| PROBLEM |
The expected output is the data below, restated word for word.

[Records from a data source]
######

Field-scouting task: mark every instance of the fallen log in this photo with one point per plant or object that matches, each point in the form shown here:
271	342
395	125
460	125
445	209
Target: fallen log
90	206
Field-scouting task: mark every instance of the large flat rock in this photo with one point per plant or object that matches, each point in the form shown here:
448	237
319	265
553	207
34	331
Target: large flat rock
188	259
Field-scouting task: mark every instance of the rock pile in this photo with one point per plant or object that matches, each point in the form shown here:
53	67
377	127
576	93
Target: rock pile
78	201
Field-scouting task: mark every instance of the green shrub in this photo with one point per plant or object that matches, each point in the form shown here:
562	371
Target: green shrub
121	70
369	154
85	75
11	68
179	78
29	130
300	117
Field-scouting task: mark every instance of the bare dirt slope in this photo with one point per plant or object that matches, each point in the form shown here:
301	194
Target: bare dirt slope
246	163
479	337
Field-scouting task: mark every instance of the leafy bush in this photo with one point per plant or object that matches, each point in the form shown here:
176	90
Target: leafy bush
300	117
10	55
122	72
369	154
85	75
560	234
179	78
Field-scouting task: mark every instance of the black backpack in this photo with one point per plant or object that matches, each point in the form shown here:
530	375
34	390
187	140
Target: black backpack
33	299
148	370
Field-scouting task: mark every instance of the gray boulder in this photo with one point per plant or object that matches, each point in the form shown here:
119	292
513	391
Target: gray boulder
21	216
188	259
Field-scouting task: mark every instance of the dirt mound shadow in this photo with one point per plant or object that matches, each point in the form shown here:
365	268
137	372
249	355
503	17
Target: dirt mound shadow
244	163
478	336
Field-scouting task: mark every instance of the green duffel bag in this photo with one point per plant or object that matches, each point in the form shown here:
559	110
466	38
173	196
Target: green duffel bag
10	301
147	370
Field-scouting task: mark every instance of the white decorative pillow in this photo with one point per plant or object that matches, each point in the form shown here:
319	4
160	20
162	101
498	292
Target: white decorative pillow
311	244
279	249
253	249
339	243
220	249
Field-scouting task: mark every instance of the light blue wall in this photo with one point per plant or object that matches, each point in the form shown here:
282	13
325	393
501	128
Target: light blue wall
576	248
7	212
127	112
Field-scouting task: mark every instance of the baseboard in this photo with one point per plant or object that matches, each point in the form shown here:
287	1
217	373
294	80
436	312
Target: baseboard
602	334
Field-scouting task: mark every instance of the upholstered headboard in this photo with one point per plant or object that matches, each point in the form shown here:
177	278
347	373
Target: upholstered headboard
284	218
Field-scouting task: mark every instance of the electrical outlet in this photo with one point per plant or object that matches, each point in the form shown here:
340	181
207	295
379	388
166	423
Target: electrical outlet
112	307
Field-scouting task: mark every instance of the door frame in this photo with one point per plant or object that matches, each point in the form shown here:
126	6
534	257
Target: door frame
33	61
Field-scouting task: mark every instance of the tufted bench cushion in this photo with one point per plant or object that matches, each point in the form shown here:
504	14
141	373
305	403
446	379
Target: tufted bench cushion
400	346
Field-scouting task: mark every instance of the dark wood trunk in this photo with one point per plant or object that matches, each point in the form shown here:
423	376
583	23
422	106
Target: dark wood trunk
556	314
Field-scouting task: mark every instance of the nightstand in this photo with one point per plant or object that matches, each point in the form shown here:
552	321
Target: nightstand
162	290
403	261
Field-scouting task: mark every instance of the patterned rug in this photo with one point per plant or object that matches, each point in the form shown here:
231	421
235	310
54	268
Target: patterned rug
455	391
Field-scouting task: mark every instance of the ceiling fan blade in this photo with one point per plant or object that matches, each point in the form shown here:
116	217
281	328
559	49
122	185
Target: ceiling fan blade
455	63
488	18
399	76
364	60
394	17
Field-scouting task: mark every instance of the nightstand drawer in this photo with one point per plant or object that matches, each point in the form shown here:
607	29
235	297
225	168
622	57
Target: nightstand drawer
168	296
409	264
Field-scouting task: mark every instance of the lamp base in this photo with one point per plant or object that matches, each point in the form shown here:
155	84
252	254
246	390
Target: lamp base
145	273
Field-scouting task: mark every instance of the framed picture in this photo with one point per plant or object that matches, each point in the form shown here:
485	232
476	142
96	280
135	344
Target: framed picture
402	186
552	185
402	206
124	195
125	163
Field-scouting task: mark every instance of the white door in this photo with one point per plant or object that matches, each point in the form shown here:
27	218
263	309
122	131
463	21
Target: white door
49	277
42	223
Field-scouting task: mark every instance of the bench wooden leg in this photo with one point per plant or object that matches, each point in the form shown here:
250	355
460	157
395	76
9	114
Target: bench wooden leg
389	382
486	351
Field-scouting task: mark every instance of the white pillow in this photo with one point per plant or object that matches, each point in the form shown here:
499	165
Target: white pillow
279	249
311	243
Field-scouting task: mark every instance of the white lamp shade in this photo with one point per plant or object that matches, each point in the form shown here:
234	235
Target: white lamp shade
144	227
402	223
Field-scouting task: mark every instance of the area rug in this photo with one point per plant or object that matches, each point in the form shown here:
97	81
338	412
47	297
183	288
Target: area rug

######

| OUTPUT FOR THIS EXERCISE |
Field-scouting task: mark every instance of the fallen log in this photo with one point per plant or object that matches, each point in the form shown here:
271	342
395	125
460	125
445	209
Target: fallen log
90	206
Field-scouting task: mark every instance of the large flat rock in this photo with one point per plant or object that matches, each point in the form shown here:
448	237
319	265
553	207
34	331
Target: large flat rock
188	259
Field-scouting task: mark every instance of the rock pile in this photo with one point per plant or object that matches, each point in the form shown here:
53	67
377	127
576	93
Target: rock pile
78	201
Field-scouting task: mark every instance of the green shrub in this photo with one point per plant or object that matches, each point in the form shown here:
562	371
Target: green shrub
121	70
369	154
85	75
11	68
179	78
29	130
300	117
Field-scouting task: mark every instance of the bare dirt slope in this photo with one point per plant or object that matches, each point in the form shown here:
301	194
Target: bare dirt slope
246	163
479	337
Field-scouting task: mark every instance of the leafy bush in this photo with one point per plant or object that matches, each point in the form shown here:
176	90
Target: leafy bush
300	117
10	55
122	72
369	154
85	75
560	234
179	78
Field-scouting task: mark every instance of the black backpack in this photo with one point per plant or object that matches, each point in the form shown here:
530	375
34	390
187	140
Target: black backpack
33	299
148	370
Field-scouting task: mark every instance of the gray boulder in this photo with one point per plant or object that matches, each point in the form shown here:
119	292
513	391
Target: gray boulder
21	216
188	259
Field-scouting task: mark every instance of the dirt mound shadow in this photo with one point per plant or object that matches, each point in the form shown here:
365	268
137	372
249	355
503	17
Target: dirt mound shadow
244	163
478	336
Field-scouting task: mark every instance of the green duffel bag in this photo with one point per plant or object that matches, each point in the form shown here:
559	110
466	38
173	196
Target: green duffel bag
10	301
147	370
Field-scouting task: mark every instance of the white decorative pillow in this photo with one point per plant or object that matches, each point in the form shown here:
319	4
160	20
162	101
498	292
Target: white decorative pillow
311	244
279	249
253	249
339	243
220	249
Field-scouting task: mark every instance of the light blue wall in this photo with one point per plant or object that matches, each point in the form shown here:
282	13
325	393
501	128
Target: light blue wall
576	248
7	212
127	112
Field-scouting task: mark every instance of the baseboard in this photo with one point per plant or object that matches, each point in the form shown here:
287	1
217	373
294	80
436	312
Target: baseboard
602	334
Field-scouting task: mark every instance of the upholstered headboard in this photo with one point per plant or object that matches, each point in the form shown here:
177	278
347	373
Target: upholstered headboard
284	218
Field-scouting task: mark every instance of the electrical outlet in this photo with one point per plant or object that matches, each point in the form shown here:
340	181
207	295
379	388
166	423
Target: electrical outlet
112	307
Field-scouting task: mark every instance of the door frame in this photo with one point per plant or object that matches, each point in the form shown here:
126	6
534	257
Target: door frame
33	61
Field-scouting task: mark every instance of the tufted bench cushion in this photo with one point per plant or object that matches, each point in the form shown here:
504	14
141	373
305	403
446	379
Target: tufted bench cushion
400	346
Field-scouting task: mark every instance of the dark wood trunk in this photo with one point per plant or object that matches, each point in the form shown here:
423	376
583	23
422	106
Target: dark wood trunk
556	314
Field-scouting task: mark every instance of the nightstand in this photo with one point per plant or object that matches, each point in the form shown here:
552	321
Target: nightstand
162	290
403	261
Field-scouting task: mark every instance of the patterned rug in this photo with one point per plant or object that matches, each point in the form shown here:
231	421
235	310
54	268
Target: patterned rug
455	391
Field-scouting task: mark every instance of the ceiling fan blade in this photo with one point per plant or object that matches, each point in the form shown here:
116	217
281	328
559	49
122	185
Target: ceiling fan blade
455	63
488	18
399	76
364	60
394	17
Field-scouting task: mark every instance of the nightstand drawer in this photo with one point per plant or object that matches, each point in the form shown here:
607	29
235	297
225	168
622	57
Target: nightstand drawer
168	296
409	264
Field-scouting task: mark every instance of the lamp base in this photo with one point per plant or object that matches, each point in the form shown here:
155	84
252	254
246	390
Target: lamp base
145	273
Field-scouting task: mark every instance of the framed picture in this photo with one point per plant or object that matches, each point in the form shown here:
485	232
476	142
96	280
135	344
Target: framed picture
402	186
552	185
402	206
124	195
125	163
Field-scouting task: mark every instance of the white door in this photo with one point per plant or object that matches, each point in the form shown here:
27	218
263	309
122	131
463	21
Target: white door
49	277
42	223
Field-scouting task: mark every instance of the bench wooden leg in this photo with one point per plant or object that matches, each point in the form shown here:
250	355
460	157
395	76
9	114
Target: bench wooden leg
389	382
486	351
Field-scouting task: mark every instance of the white pillow in this photo with one point per plant or object that matches, each point in the form shown here:
499	165
Target: white pillow
279	249
311	243
Field-scouting task: mark every instance of the white lamp shade in this photo with one point per plant or object that matches, each point in the form shown here:
234	235
Target: white lamp shade
144	227
402	223
Field-scouting task: mark every instance of the area rug in this photo with one point per plant or object that matches, each point in the form shown here:
97	81
338	412
47	297
183	288
Target: area rug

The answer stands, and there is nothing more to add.